### Kısa görev 1
Aşağıdaki (a), (b) ve (c) ifadelerinin Ramazan yazısıyla uyuşup uyuşmadığını belirleyin. Her biri için evet ya da hayır deyin ve belirleyici ifadeyi metinden aynen alıntılayın.
(a) Yazıya göre kriz yalnızca ekonomik ve politik düzeyde kalmaktadır.
(b) Yazar, Ramazan'ın 23. gününde olunduğunu belirtir.
(c) Yazara göre bu krizin bir kazananı olacaktır.
### Kısa görev 2
Ramazan yazısına dayanarak aşağıdaki soruları yanıtlayın ve yanıtları aynı harflerle işaretleyin.
(a) Yazar bugün hangi iki konudan söz edeceğini söylüyor?
(b) Müslüman nelere ve kimlere karşı adil şahitlik yapar?
(c) Yazara göre toplum olarak kurtuluşa ermeden önce ne yapmamız gerekir?
### Kısa görev 3
Ramazan yazısını kaldığı son cümleden itibaren sürdürün.

---------- Sunulan alıntı

Yine ortalık toz duman. Geziden bin beter günlere doğru sürükleniyoruz. İş daha şimdiden İmamoğlunu da, Yolsuzluk iddiasını da, CHP’yi de aştık. Ekonomik ve Politik kriz Sosyal bir krizle birlikte, bütün toplumu kuşatmaya başladı. Göz göre göre oldu bunlar. Bu arada Krizden nemalanmak isteyen iç ve dış mihraklar da var. Bu krizin ucu daha nereye kadar uzanır onu ön görmek bugünden pek mümkün değil. Bu krizin kazananı olmayacak gibi. Kimse çok temiz değil ve kimse kendi suçunu kabul etmiyor. Adil şahidler olamıyoruz. Adalet bu ülkede 100 yılı aşkın bir süredir. rayına oturtulamadı. Birbirimizi dinleme, anlama gibi bir meselemiz yok. Hep öfke, hep komplo, hep özeliklerin acıları, yoksullukları, zaafları üzerine kendine gelecek arayanların oyununa geliyoruz. Yok aslında onların birbirlerinden pek farkları. Kimi din satıyor, kimi Atatürk satıyor, kimi ırk, kimi ideoloji, kimi özgürlük, kimi demokrasi, kimi milliyetçilik satıyor. Alıcısı da çok bunların. Biz toplum olarak aklımızı başımıza toplamadan, kurtarıcılardan kurtulmadan kurtuluşa ermemiz de mümkün değil. Neyse asıl konumuza dönelim.
Bugün 23. Gününde son çeyreğindeyiz Ramazan’ın. Bugün, ahlaktan ve adaletten söz edeceğim. İçine sürüklendiğimiz süreci görüyorsunuz. Bu yazıyı bu anlamda, bugünleri anlamaya yönelik bir Ramazan yazısı olarak kabul edin lütfen. Müslüman yaşadığı zamana, mekana, olaylara ve kişilere karşı adil şahitlik yapar. Çünkü yaşadığı her anın İlahi Adalet divanından hesabını vereceği bir gün olduğuna inanır. Şunu da hiç unutmayalım ki, biz Alemlere rahmet olarak gönderilen ahir zaman peygamberinin ümmetiyiz. Yeryüzünden hesaba çekileceğiz. “Kenarı Diclede bir kurt aşırsa bir koyunu, gelir adli ilahı sorar Ömer’den onu”. Sadece Ömer’den değil, Abdurrahmanlar’dan, Aliler’den, Ayşeler’den de sorar.

--------------------
---------- Sağlanan veri

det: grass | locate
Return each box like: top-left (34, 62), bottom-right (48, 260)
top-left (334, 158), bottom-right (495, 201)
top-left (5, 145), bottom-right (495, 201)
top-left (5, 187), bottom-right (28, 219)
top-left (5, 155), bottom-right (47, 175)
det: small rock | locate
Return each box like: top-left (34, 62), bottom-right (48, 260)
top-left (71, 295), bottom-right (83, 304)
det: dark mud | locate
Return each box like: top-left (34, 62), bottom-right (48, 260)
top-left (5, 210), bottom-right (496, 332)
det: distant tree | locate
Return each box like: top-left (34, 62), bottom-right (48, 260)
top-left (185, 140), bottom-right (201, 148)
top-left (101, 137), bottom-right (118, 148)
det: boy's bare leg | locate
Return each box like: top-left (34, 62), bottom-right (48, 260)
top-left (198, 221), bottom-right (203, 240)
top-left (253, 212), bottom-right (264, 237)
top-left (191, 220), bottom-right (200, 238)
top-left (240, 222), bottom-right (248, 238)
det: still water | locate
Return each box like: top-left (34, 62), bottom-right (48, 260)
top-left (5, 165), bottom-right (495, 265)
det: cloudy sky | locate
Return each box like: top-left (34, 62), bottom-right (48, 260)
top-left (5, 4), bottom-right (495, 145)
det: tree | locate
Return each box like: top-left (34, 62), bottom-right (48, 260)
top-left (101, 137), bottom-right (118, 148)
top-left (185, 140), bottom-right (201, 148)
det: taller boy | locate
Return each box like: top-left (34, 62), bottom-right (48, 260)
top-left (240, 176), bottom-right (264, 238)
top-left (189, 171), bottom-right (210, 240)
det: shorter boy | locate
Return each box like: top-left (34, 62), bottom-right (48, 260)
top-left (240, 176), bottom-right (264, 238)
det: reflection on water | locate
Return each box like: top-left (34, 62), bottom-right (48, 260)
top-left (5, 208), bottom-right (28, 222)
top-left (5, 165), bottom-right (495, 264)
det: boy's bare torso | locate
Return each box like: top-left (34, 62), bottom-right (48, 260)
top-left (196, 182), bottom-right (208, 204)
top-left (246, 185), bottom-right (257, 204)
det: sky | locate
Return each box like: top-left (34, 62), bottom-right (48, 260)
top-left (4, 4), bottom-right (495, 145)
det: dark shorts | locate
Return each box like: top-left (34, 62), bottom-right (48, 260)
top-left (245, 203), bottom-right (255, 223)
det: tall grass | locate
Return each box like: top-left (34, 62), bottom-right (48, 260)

--------------------

### Nihai sonuç 1
(a) Hayır: "Ekonomik ve Politik kriz Sosyal bir krizle birlikte, bütün toplumu kuşatmaya başladı."
(b) Evet: "Bugün 23. Gününde son çeyreğindeyiz Ramazan’ın."
(c) Hayır: "Bu krizin kazananı olmayacak gibi."

### Nihai sonuç 2
(a) Ahlak ve adalet.
(b) Yaşadığı zamana, mekâna, olaylara ve kişilere.
(c) Aklımızı başımıza toplamamız ve kurtarıcılardan kurtulmamız gerekir.

### Nihai sonuç 3
Biz Müslüman bir devlet değiliz!. Laiklik anayasamıza çakılan alnımızda kara bir leke.. Ama Müslüman bir halkız genel itibarı ile de, nasıl bir Müslüman halk olduğumuz da ortada.. Gazze’de gördük, bizimkilerin halini ve görüyoruz.. “Asr’a yemin olsun ki, insanların çoğu hüsrandadır” demedi mi Allah. Sonra hidayete erenler “istisna” olarak sayılır: “İman edenler, salih, amel sahibleri, sabredenler ve sabrı tavsiye deneler müstesna” Sabırlı olacağız ama “Sabretmek”, “eli böğründe beklemek” değil. Direnişte, Hakkın ve halkın gören gözü, işiten kulağı, tutan eli, haykıran sesi olma konusunda da bu sabrı göstermemiz gerek. Zira o Allah (cc) bizim ellerimizle zalimleri cezalandırmak ve mazlumlara yardım etmek istemektedir. Cihad böyle bir şey aslında.
Allah (cc) (Nisa 135). Ayette bize şöyle buyurdu: “Ey iman edenler, kendiniz, anne-babanız ve yakınlarınız aleyhine bile olsa, Allah için şahidler olarak adaleti ayakta tutun. (Onlar) ister zengin olsun, ister fakir olsun; çünkü Allah onlara daha yakındır”. Bu emre uymayanların canı cehenneme gidecek, bunu unutmayalım. “Doğru söyleyeni 9 köyden kovarlar” diyeceksiniz de, 10. Köyde cennete açılan bir kapı var. Bunu unutmayalım.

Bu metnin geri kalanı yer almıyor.